Object pointing dataset rows
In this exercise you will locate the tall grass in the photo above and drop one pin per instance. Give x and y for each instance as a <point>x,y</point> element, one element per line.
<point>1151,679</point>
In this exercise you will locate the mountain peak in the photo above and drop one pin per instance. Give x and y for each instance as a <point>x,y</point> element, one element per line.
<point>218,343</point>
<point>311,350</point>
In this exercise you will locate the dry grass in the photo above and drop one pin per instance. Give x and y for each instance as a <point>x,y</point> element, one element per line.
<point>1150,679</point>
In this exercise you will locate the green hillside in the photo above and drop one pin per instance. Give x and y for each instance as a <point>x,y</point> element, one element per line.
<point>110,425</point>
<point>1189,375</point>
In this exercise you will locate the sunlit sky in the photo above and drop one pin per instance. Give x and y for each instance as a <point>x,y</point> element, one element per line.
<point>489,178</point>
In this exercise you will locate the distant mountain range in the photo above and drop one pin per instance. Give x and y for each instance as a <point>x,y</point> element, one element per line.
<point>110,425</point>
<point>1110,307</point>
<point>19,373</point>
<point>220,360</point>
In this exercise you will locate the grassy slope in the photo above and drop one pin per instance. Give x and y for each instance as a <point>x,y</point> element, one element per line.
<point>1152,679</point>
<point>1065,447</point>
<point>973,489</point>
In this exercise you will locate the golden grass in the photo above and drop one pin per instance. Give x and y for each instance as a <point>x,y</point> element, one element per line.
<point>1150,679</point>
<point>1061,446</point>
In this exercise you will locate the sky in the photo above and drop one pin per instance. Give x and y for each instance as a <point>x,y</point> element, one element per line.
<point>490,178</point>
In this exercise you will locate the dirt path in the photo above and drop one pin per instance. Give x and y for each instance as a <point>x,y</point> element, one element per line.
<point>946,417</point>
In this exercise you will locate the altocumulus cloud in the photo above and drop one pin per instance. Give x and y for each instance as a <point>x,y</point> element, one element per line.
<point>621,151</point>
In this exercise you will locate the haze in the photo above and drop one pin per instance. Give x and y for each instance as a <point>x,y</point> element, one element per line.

◆ SHORT TASK: Lay out every item above as a numbered list, leaving out any blank lines.

◆ SOLUTION:
1. In this exercise you will locate the tall grass in the photo above and drop one pin per instance. Give x and y for each instance as a <point>x,y</point> element, one element per line.
2. <point>1151,679</point>
3. In this exercise you will locate the mountain peak in the photo above and drop one pin per instance. Give x and y for each instance as a <point>x,y</point> element, one element per line.
4. <point>218,343</point>
5. <point>311,350</point>
6. In this exercise you will locate the dry grass in the photo above and drop one pin per instance. Give x and y for each instance as a <point>x,y</point> element, one element per line.
7. <point>1150,679</point>
8. In this exercise you will locate the green hillside in the photo above and drop one pin per instance. Give x and y for each instance as a <point>x,y</point> element, one element per line.
9. <point>110,425</point>
10. <point>1189,375</point>
11. In this exercise you will locate the sunlit sky in the photo above and drop one pin per instance. Give x and y for each instance as a <point>x,y</point> element, one element per line.
12. <point>489,178</point>
13. In this exercise you will locate the distant mountain range in the photo above and drop one pin per instance. Give x and y for each instance as a <point>x,y</point> element, one element per line.
14. <point>110,425</point>
15. <point>1110,307</point>
16. <point>19,373</point>
17. <point>220,360</point>
18. In this exercise you will locate the grassy slope in the photo above and drop one pin per instance. Give x and y for each instance as a <point>x,y</point> element, one element per line.
19. <point>1152,679</point>
20. <point>1065,447</point>
21. <point>973,489</point>
22. In this exercise you will locate the golden grass in the photo above and drop one pin per instance. Give x and y for each instance as a <point>x,y</point> element, one element per line.
23. <point>1150,679</point>
24. <point>1061,446</point>
25. In this exercise you will locate the sky in the photo above and drop one pin per instance. Give x and y for each instance as a <point>x,y</point> element, one element per line.
26. <point>490,178</point>
27. In this exercise you will locate the dirt path in the photo above and drop one pin per instance. Give x and y for each instance as a <point>x,y</point> element, one element per line.
28. <point>946,417</point>
29. In this exercise you will locate the altocumulus cloud in the photo above and drop one pin per instance. Give x and y for each instance as a <point>x,y</point> element, one element per line.
30. <point>621,151</point>
31. In this exercise you will locate the haze in the photo above and drop one pin per instance. Give x and y for each instance as a <point>x,y</point> element, one element per line.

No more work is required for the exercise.